## What to produce
Copy each of the following lines word for word, without changing anything.

======== Stored rows

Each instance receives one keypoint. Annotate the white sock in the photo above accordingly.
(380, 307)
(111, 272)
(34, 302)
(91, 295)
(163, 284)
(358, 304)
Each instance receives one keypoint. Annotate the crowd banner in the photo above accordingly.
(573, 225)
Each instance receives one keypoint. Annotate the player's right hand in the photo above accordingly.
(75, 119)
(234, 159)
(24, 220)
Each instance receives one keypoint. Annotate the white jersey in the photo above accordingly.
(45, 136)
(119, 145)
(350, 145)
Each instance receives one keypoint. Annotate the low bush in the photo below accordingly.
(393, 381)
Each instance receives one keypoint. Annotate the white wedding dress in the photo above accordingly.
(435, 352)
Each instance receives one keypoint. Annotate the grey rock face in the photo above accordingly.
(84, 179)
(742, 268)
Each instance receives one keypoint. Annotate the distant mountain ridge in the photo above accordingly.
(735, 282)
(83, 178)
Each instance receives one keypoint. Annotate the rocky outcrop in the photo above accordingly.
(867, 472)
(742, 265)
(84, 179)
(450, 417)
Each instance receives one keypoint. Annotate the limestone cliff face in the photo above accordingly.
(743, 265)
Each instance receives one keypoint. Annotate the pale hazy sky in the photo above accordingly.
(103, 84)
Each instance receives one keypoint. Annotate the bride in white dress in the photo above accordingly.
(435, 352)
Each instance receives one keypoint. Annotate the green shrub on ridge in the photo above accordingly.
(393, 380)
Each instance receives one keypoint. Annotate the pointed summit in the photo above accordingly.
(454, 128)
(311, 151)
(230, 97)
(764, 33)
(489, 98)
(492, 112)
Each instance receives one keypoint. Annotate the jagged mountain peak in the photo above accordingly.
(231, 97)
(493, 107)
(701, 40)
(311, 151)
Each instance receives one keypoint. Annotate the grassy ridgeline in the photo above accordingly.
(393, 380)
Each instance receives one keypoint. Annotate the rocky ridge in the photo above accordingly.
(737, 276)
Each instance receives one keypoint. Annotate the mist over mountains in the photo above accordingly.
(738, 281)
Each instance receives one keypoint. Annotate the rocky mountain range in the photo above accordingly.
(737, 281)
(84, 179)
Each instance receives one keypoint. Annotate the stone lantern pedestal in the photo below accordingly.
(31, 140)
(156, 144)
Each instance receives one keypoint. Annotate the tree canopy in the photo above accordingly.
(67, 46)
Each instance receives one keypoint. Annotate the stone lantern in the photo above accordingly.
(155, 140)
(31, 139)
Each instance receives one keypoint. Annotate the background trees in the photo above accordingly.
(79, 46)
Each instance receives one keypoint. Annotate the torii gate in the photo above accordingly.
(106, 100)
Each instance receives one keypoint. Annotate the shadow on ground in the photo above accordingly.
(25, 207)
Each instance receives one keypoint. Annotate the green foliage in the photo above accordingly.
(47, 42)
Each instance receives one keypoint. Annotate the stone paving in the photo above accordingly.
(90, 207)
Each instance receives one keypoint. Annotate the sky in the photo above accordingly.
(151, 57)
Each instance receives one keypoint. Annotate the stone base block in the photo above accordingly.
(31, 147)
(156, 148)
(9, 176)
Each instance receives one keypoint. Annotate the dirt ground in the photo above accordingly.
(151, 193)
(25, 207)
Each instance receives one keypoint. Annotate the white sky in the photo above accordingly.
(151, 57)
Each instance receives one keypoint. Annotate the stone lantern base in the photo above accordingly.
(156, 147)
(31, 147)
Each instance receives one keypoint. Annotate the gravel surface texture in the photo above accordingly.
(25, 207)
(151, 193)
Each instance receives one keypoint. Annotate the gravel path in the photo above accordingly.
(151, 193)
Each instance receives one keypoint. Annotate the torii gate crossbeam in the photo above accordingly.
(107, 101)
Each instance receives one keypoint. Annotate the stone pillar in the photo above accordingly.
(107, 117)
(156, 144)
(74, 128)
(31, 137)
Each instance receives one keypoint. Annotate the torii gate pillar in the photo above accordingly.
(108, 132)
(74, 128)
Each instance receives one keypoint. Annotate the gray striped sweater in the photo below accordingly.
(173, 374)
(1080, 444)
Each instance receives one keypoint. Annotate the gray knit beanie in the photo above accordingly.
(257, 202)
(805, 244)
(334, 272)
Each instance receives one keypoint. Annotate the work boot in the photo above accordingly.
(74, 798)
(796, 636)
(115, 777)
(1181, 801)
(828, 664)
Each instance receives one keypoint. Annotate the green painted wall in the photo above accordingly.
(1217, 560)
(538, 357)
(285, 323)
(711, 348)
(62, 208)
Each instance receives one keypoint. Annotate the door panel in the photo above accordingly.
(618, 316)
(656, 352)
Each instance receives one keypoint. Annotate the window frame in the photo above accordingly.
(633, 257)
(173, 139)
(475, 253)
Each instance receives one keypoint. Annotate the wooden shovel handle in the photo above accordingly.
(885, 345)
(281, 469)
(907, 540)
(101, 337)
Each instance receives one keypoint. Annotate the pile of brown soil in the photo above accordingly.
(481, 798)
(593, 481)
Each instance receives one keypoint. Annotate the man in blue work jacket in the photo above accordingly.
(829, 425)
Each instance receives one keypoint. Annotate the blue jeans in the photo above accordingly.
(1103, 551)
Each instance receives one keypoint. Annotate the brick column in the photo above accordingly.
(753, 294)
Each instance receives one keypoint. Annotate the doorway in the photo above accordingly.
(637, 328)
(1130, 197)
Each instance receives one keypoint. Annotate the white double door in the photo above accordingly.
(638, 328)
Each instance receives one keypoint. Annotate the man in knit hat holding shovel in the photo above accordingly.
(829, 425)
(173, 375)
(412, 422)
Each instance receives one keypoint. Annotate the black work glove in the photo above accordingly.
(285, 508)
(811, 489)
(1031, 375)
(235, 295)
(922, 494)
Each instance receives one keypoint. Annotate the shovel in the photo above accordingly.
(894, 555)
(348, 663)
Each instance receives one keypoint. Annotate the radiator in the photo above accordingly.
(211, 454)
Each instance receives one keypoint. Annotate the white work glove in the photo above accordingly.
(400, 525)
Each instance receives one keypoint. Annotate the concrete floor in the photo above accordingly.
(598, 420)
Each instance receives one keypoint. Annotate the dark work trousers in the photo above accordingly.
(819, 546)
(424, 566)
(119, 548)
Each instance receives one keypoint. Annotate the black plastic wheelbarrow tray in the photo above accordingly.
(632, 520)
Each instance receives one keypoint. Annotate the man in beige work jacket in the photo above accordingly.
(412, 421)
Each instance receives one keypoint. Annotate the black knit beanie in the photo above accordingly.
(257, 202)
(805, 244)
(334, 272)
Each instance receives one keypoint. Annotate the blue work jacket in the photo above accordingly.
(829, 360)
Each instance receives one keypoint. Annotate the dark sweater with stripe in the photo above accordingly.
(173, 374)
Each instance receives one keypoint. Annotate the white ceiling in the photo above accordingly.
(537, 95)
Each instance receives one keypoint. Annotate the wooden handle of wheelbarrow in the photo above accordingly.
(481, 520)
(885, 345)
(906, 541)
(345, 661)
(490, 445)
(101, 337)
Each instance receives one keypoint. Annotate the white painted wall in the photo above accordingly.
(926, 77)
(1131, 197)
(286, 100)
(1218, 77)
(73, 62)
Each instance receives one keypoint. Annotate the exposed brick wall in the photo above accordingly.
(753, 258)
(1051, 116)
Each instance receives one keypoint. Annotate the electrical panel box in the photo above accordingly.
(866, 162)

================

## Output below
Each instance receives one keypoint. Annotate the white sock in the photo above accordingly.
(380, 307)
(111, 272)
(34, 302)
(91, 295)
(163, 284)
(358, 304)
Each instance receives one keypoint. Annotate the crowd banner in the photo above accordingly.
(573, 225)
Each instance receives one keypoint. Annotate the player's right hand in the photo above accordingly.
(75, 119)
(234, 159)
(24, 220)
Each instance receives one keypoint. Annotate the white jersey in the photo above accordingly.
(45, 136)
(119, 145)
(350, 145)
Each instance receives one keypoint. Annotate the low bush in the photo below accordingly.
(393, 381)
Each instance receives one keypoint. Annotate the white wedding dress in the photo above accordingly.
(435, 352)
Each instance receives one keypoint. Annotate the grey rock face in the photo above accordingly.
(84, 179)
(742, 268)
Each instance receives one keypoint. Annotate the distant mountain ridge in the photo above accordingly.
(735, 282)
(83, 178)
Each instance receives one keypoint. Annotate the rocky outcrop in the photo above accordingly.
(867, 472)
(742, 265)
(84, 179)
(450, 417)
Each instance receives one keypoint. Annotate the limestone cliff face in the photo above accordingly.
(743, 265)
Each instance receives one keypoint. Annotate the pale hazy sky in the photo above accordingly.
(103, 84)
Each instance receives one keypoint. Annotate the bride in white dress in the photo above accordingly.
(435, 352)
Each instance receives one keypoint. Annotate the green shrub on ridge in the photo above accordingly.
(393, 380)
Each instance receives one keypoint. Annotate the pointed summit in the photo above accordingly.
(454, 128)
(311, 151)
(230, 97)
(764, 33)
(489, 98)
(492, 112)
Each instance receives one keypoint. Annotate the jagged mountain peak in the photo above accordingly.
(231, 97)
(493, 107)
(701, 40)
(311, 151)
Each instance receives one keypoint. Annotate the grassy ridgeline in the photo above accordingly.
(393, 380)
Each instance receives one keypoint. Annotate the rocky ridge in the photo above accordingly.
(737, 276)
Each instance receives one keypoint. Annotate the mist over mountains in the photo above accordingly.
(738, 281)
Each instance receives one keypoint. Annotate the rocky mountain range in the photo above accordingly.
(737, 281)
(84, 179)
Each instance receives one keypoint. Annotate the stone lantern pedestal in the photo below accordingly.
(31, 140)
(156, 144)
Each instance receives one keypoint. Annotate the tree canopy in the photo above accordingly.
(67, 46)
Each instance receives one keypoint. Annotate the stone lantern in the photo above accordingly.
(155, 140)
(31, 139)
Each instance receives one keypoint. Annotate the background trees in the photo above accordingly.
(79, 46)
Each instance receives one keypoint. Annotate the torii gate in the photo above accordingly.
(106, 100)
Each instance receives one keypoint. Annotate the shadow on ground in the photo above accordingly.
(25, 207)
Each instance receives one keypoint. Annotate the green foliage in the photo above accordingly.
(47, 42)
Each instance receives one keypoint. Annotate the stone paving in the photo above accordingly.
(90, 207)
Each instance receives one keypoint. Annotate the sky in the photo above accordingly.
(151, 57)
Each instance receives one keypoint. Annotate the stone base block in the photo above accordingly.
(31, 147)
(156, 148)
(9, 176)
Each instance receives one keypoint. Annotate the dirt ground in the photo above accordingly.
(151, 193)
(25, 207)
Each instance receives one keypoint. Annotate the white sky in the photo above accordingly.
(151, 57)
Each instance receives one keypoint. Annotate the stone lantern base in the photo above accordingly.
(156, 147)
(31, 147)
Each instance receives one keypoint. Annotate the gravel surface texture in the photo above accordingly.
(25, 207)
(151, 193)
Each instance receives one keypoint. Annotate the gravel path in the photo above accordingly.
(151, 193)
Each instance receives one keypoint. Annotate the torii gate crossbeam in the photo above accordingly.
(107, 101)
Each instance receives one keypoint. Annotate the stone pillar in the photo above accordingly.
(107, 117)
(156, 144)
(74, 128)
(31, 137)
Each instance receives one keypoint. Annotate the torii gate pillar in the photo above accordingly.
(108, 132)
(74, 128)
Each instance receives one keypoint. Annotate the gray striped sweater in the photo below accordingly.
(173, 374)
(1080, 444)
Each instance receives one keypoint. Annotate the gray knit beanie in the photo above accordingly.
(257, 202)
(805, 244)
(334, 272)
Each instance receives one keypoint. Annotate the work boot in the photo above accordingly.
(74, 798)
(796, 636)
(115, 777)
(1181, 801)
(828, 664)
Each instance receives one keypoint. Annotate the green painted wall in the photo above accordingly.
(1217, 560)
(538, 357)
(285, 323)
(711, 348)
(62, 208)
Each instance receives one keypoint. Annotate the door panel in the photo above accordingly.
(618, 316)
(656, 352)
Each instance receives one keypoint. Annotate the window frame in the photo above accordingly.
(633, 257)
(173, 139)
(475, 253)
Each instance receives one keypoint. Annotate the wooden shovel handle in the photo above accordingly.
(885, 345)
(281, 469)
(907, 540)
(101, 337)
Each instance receives one keypoint. Annotate the pile of brown soil in the photo above accordingly.
(481, 798)
(593, 481)
Each instance receives one keypoint. Annotate the man in blue work jacket in the photo above accordingly.
(829, 425)
Each instance receives one keypoint. Annotate the blue jeans in the photo above accordingly.
(1103, 551)
Each instance receives one keypoint. Annotate the brick column in the photo above accordingly.
(753, 294)
Each instance receives one keypoint. Annotate the doorway in the photo above accordingly.
(637, 328)
(1130, 197)
Each instance receives one keypoint. Annotate the white double door in the photo above accordingly.
(638, 328)
Each instance receives one keypoint. Annotate the man in knit hat holding shovel in the photo above accordingly.
(829, 425)
(173, 375)
(412, 422)
Each instance receives one keypoint. Annotate the black work glove in the photo above accordingly.
(285, 508)
(811, 489)
(1031, 375)
(235, 295)
(922, 494)
Each instance receives one keypoint. Annotate the shovel in the photo above accordingly.
(894, 555)
(348, 663)
Each instance receives one keypoint. Annotate the radiator in the photo above accordingly.
(211, 454)
Each instance receives one keypoint. Annotate the white work glove in the photo above accordingly.
(400, 525)
Each instance receives one keypoint. Annotate the concrete floor in the photo above accordingly.
(598, 420)
Each instance receives one keypoint. Annotate the dark work trousers in the photo above accordingly.
(819, 546)
(424, 566)
(119, 548)
Each instance receives one keypoint. Annotate the black plastic wheelbarrow tray in the photo above accordingly.
(632, 520)
Each instance receives one keypoint. Annotate the man in beige work jacket in the photo above accordingly.
(412, 421)
Each instance receives one keypoint. Annotate the black knit beanie in the photo above accordingly.
(257, 202)
(805, 244)
(334, 272)
Each instance receives one keypoint. Annotate the blue work jacket in the photo above accordingly.
(829, 360)
Each instance receives one keypoint. Annotate the dark sweater with stripe in the photo above accordingly.
(173, 374)
Each instance receives one keypoint. Annotate the white ceiling in the photo above accordingly.
(537, 95)
Each instance receives one keypoint. Annotate the wooden handle of wheelbarrow in the photo above accordingly.
(481, 520)
(885, 345)
(906, 541)
(345, 661)
(490, 445)
(101, 337)
Each instance receives one keypoint. Annotate the white painted wall in the photo above accordingly.
(926, 77)
(1131, 197)
(286, 100)
(1218, 77)
(73, 62)
Each instance receives one keypoint. Annotate the exposed brick wall in the photo above accordingly.
(753, 258)
(1051, 116)
Each instance receives one keypoint. Annotate the electrical panel box in the photo above accordingly.
(866, 162)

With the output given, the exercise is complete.